--- Begin Record extracts ---
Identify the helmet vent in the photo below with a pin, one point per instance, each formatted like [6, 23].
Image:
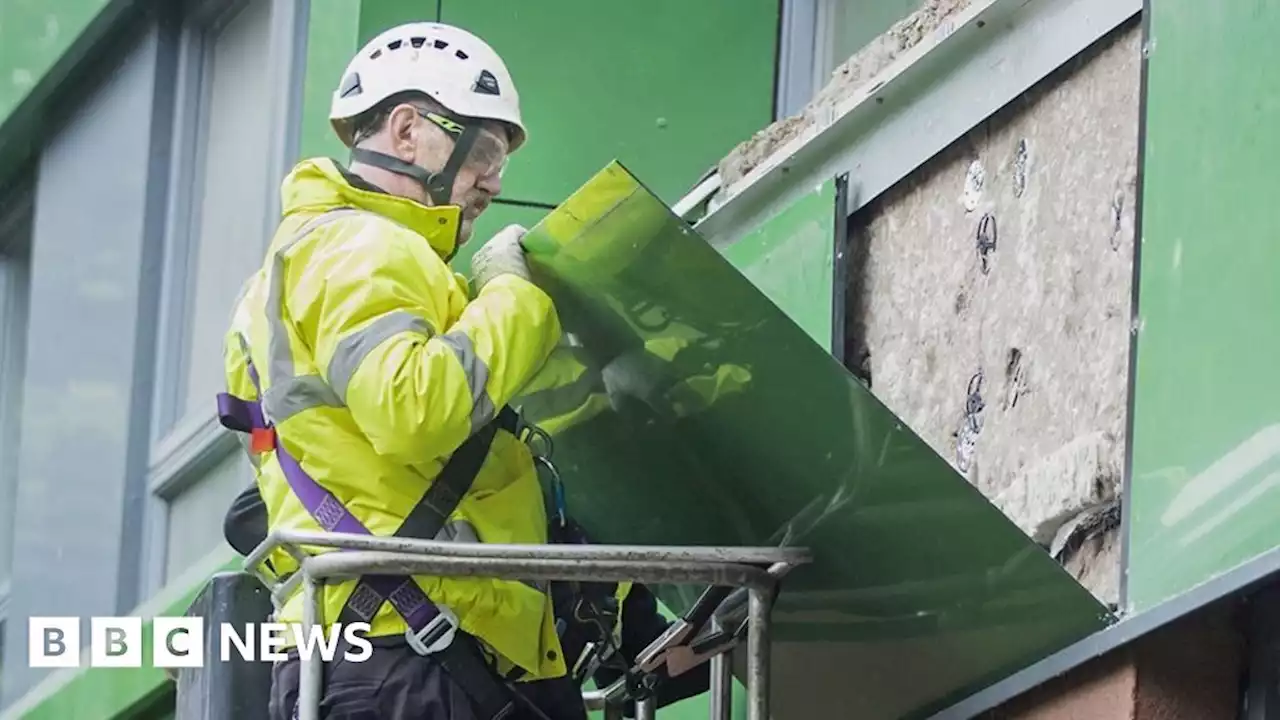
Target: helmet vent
[350, 86]
[487, 85]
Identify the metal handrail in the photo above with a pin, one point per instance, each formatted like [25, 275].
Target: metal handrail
[757, 569]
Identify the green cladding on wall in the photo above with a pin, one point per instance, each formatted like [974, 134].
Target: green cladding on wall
[1206, 431]
[695, 411]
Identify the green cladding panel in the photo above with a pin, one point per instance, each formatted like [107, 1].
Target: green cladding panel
[689, 409]
[1206, 432]
[667, 86]
[33, 36]
[791, 259]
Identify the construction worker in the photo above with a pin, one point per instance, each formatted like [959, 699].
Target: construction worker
[364, 372]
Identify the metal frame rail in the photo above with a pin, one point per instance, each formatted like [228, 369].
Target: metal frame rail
[758, 570]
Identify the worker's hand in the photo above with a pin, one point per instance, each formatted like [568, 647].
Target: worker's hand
[502, 255]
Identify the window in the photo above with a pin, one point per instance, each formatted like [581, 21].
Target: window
[14, 253]
[220, 224]
[231, 141]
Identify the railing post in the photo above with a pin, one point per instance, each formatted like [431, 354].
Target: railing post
--- End Record extracts ---
* **Aim of the task**
Copy out every item above, requests included, and shift each pin coordinate in the answers by adding 48 to both of its numbers, leaving the numbers in the requests and their format samples as they are. Omit the pictures from your answer.

* **Response to this exercise**
Identify the helmet vent in the photo below with a pin, one point per instance, each formatted like [6, 23].
Image:
Target: helmet vent
[398, 134]
[535, 133]
Identify the metal handrail in the photo above with a pin, one point per instance, each formatted like [25, 275].
Target: metal handrail
[805, 617]
Identify the green cladding on wall in the photo above with a pin, one point per instance, each formatted like [974, 134].
Target: green cladding on wall
[1254, 479]
[743, 459]
Identify the green cladding panel in the photo above with a pin, one point per instance, each formatted like [107, 1].
Target: green cladding panel
[737, 457]
[1254, 480]
[715, 134]
[81, 84]
[839, 307]
Identify the construction worker in the photo above with a pin, one point per instance, each formatted like [959, 699].
Target: construction worker
[412, 420]
Identify the metal frame rail in the photo above with a pin, one point per instance, each formatted like [228, 369].
Target: metal frame rail
[806, 618]
Identify the worker's hand in the photo above with a pin, one point per instance, each formatted like [568, 647].
Target: worker's hand
[550, 303]
Identify the window in the photo above with a pin, one point per instance, each formatted like [581, 21].
Target: window
[62, 301]
[268, 272]
[279, 189]
Identify the railing post in the photo above with a pin, one point per instance, each formatted like [431, 354].
Target: railing post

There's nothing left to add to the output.